**COSA SI CHIEDE**
Modifica le righe comprese tra quella che contiene "For this dataset, tag each instance of the greenhouse support" e quella che contiene "[[385, 397]]", entrambe incluse: sostituisci "pixel coordinates" con "image coordinates" e lascia tutto il resto invariato.

**DATI FORNITI**
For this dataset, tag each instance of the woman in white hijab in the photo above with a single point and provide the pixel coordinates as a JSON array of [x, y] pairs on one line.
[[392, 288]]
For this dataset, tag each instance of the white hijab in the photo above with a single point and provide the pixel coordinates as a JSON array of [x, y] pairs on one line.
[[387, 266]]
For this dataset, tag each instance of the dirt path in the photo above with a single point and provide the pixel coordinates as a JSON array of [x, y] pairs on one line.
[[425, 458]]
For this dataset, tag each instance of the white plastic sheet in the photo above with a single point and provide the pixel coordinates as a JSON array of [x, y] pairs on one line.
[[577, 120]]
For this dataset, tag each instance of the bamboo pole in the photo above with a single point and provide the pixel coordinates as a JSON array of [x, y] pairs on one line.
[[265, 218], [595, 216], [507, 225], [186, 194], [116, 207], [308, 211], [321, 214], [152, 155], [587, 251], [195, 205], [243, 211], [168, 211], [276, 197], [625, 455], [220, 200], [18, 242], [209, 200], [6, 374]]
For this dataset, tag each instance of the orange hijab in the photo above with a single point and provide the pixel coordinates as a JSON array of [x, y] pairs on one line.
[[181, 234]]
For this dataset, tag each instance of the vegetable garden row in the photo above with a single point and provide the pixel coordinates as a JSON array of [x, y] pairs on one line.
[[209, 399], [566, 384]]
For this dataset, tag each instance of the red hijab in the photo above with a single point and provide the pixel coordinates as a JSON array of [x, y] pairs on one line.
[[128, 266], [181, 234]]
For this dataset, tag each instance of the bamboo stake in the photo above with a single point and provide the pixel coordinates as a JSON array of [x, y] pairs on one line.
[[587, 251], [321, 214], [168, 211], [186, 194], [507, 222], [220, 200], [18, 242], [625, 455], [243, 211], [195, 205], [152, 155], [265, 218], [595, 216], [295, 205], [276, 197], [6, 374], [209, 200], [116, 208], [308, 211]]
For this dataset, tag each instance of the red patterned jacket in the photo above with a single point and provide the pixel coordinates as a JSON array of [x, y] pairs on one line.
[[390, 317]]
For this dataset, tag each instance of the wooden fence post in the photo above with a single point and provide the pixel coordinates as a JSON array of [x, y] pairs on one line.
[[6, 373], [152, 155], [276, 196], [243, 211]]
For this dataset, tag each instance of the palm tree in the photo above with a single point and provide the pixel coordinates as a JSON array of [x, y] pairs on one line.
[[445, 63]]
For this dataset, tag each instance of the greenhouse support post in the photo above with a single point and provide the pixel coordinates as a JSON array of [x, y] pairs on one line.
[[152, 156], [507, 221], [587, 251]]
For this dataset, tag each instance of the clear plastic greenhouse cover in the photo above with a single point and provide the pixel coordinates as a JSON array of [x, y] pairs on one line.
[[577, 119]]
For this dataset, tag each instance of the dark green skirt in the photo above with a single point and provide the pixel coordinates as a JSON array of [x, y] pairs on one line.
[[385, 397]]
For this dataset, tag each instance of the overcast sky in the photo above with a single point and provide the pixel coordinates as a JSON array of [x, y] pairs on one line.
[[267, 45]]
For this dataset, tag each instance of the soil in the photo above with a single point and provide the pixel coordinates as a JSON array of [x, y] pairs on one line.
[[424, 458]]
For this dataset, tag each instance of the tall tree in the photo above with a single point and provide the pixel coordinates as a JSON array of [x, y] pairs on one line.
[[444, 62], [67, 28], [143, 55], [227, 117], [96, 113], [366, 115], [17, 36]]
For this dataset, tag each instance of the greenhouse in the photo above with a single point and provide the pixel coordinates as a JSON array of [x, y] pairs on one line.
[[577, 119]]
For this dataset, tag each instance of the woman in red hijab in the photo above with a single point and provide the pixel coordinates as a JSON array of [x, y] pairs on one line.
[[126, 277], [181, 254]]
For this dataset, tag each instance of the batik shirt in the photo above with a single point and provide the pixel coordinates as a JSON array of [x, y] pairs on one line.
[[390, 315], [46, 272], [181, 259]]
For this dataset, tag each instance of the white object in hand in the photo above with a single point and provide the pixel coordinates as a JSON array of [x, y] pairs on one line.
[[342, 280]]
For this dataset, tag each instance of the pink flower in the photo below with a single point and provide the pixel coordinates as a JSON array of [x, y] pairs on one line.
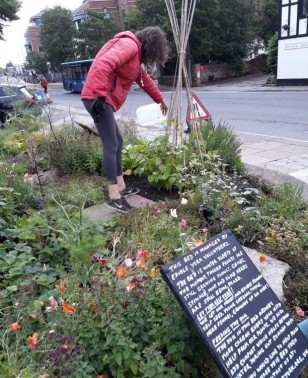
[[15, 327], [128, 263], [143, 202], [155, 209], [53, 302], [299, 312], [139, 254], [183, 223]]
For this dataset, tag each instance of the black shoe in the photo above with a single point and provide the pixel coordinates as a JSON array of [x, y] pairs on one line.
[[119, 204], [130, 191]]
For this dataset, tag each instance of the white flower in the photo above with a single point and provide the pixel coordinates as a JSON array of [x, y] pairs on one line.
[[173, 213], [184, 201]]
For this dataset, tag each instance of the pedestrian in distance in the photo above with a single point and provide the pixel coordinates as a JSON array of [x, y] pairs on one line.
[[117, 65], [44, 84]]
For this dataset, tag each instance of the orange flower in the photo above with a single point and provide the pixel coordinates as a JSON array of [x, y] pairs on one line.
[[15, 327], [153, 273], [61, 288], [68, 309], [92, 306], [120, 272], [140, 263], [33, 340], [262, 258]]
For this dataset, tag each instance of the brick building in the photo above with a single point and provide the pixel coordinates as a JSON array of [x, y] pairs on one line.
[[32, 35], [111, 9]]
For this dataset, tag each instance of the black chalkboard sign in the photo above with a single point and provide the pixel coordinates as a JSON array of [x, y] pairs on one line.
[[240, 319]]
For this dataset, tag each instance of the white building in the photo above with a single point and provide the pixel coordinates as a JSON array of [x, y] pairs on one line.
[[293, 43]]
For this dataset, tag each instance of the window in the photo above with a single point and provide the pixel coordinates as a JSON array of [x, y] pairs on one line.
[[303, 8]]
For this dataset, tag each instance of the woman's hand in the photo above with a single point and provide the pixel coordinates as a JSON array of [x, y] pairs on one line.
[[164, 107]]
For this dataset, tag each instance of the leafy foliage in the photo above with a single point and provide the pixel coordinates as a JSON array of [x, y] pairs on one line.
[[75, 153], [36, 61], [57, 36]]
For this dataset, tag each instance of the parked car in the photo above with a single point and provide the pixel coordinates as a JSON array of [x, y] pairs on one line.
[[15, 99]]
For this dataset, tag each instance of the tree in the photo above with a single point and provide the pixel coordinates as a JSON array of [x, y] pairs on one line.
[[57, 36], [269, 21], [8, 12], [221, 31], [36, 61], [153, 13], [272, 57], [93, 33]]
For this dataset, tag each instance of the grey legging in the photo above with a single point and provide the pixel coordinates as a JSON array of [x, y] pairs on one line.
[[112, 142]]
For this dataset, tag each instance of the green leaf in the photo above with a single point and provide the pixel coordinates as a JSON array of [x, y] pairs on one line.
[[9, 258], [11, 289], [134, 368], [15, 272]]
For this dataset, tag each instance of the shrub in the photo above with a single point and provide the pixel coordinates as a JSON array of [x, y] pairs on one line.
[[222, 141], [72, 151]]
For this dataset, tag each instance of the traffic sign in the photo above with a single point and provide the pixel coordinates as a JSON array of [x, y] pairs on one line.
[[199, 112]]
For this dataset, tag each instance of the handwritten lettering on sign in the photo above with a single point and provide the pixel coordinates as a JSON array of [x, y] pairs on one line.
[[241, 321]]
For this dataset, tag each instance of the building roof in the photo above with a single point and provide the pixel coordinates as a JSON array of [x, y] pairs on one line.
[[38, 15]]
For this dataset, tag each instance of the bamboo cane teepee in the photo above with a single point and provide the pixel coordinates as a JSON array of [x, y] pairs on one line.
[[181, 34]]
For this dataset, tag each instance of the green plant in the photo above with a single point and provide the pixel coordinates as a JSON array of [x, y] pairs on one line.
[[75, 152], [223, 141], [285, 201], [162, 171], [72, 191]]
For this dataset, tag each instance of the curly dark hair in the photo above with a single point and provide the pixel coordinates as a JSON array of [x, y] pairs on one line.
[[155, 47]]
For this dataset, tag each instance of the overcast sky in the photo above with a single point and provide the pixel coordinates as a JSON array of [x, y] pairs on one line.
[[12, 49]]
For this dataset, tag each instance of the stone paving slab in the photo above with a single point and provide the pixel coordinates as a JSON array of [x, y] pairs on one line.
[[274, 155], [301, 175], [102, 212], [272, 270]]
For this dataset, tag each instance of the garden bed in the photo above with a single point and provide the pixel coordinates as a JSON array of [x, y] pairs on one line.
[[85, 299]]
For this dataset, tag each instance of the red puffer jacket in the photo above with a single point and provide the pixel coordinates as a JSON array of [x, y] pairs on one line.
[[115, 68]]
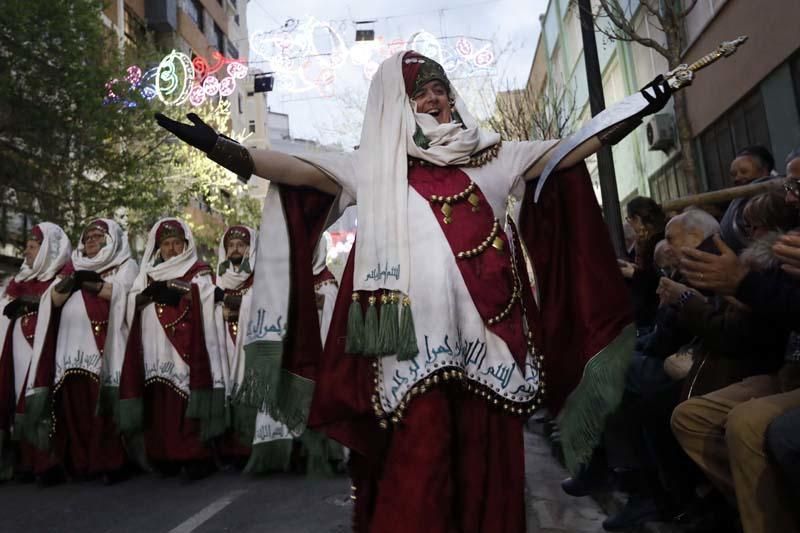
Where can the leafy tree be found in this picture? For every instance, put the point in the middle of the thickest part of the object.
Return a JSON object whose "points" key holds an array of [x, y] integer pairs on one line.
{"points": [[69, 153], [618, 20]]}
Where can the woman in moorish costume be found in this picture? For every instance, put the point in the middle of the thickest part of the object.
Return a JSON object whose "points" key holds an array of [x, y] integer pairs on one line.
{"points": [[433, 358]]}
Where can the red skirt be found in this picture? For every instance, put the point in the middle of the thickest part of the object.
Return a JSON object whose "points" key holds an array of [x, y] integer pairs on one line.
{"points": [[85, 443], [168, 434]]}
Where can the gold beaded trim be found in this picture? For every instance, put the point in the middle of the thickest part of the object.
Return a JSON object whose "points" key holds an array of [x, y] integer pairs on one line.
{"points": [[159, 310], [444, 375], [76, 372], [476, 160], [492, 240], [164, 381], [325, 283]]}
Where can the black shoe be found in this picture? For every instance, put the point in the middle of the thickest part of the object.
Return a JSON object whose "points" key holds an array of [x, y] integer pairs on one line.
{"points": [[638, 510], [586, 481], [51, 477]]}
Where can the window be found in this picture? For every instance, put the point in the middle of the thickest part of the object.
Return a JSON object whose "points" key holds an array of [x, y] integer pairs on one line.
{"points": [[134, 28], [744, 124], [219, 39], [195, 11], [232, 51]]}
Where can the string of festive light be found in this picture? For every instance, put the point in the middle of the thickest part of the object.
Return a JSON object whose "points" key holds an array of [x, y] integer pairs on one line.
{"points": [[305, 55], [178, 79]]}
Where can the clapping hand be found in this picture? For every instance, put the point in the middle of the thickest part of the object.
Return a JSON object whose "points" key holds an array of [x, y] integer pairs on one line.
{"points": [[719, 273], [669, 292], [787, 250]]}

**RISPOSTA**
For this dataset, tag each instance of the greenhouse support post in the photo above with a single point and provide the image coordinates as a JSON array of [x, y] pairs on one line.
[[152, 156], [507, 221], [587, 251]]
For this dataset, tag each instance of the clear plastic greenhouse cover in the photo above with a single point and provide the image coordinates as a JSON array of [x, y] pairs on one line.
[[577, 119]]
For this dataset, tag each instance of the dark green skirt in the photo above with a single point and provide the image coordinates as a JSON array of [x, y] pairs on one line.
[[385, 397]]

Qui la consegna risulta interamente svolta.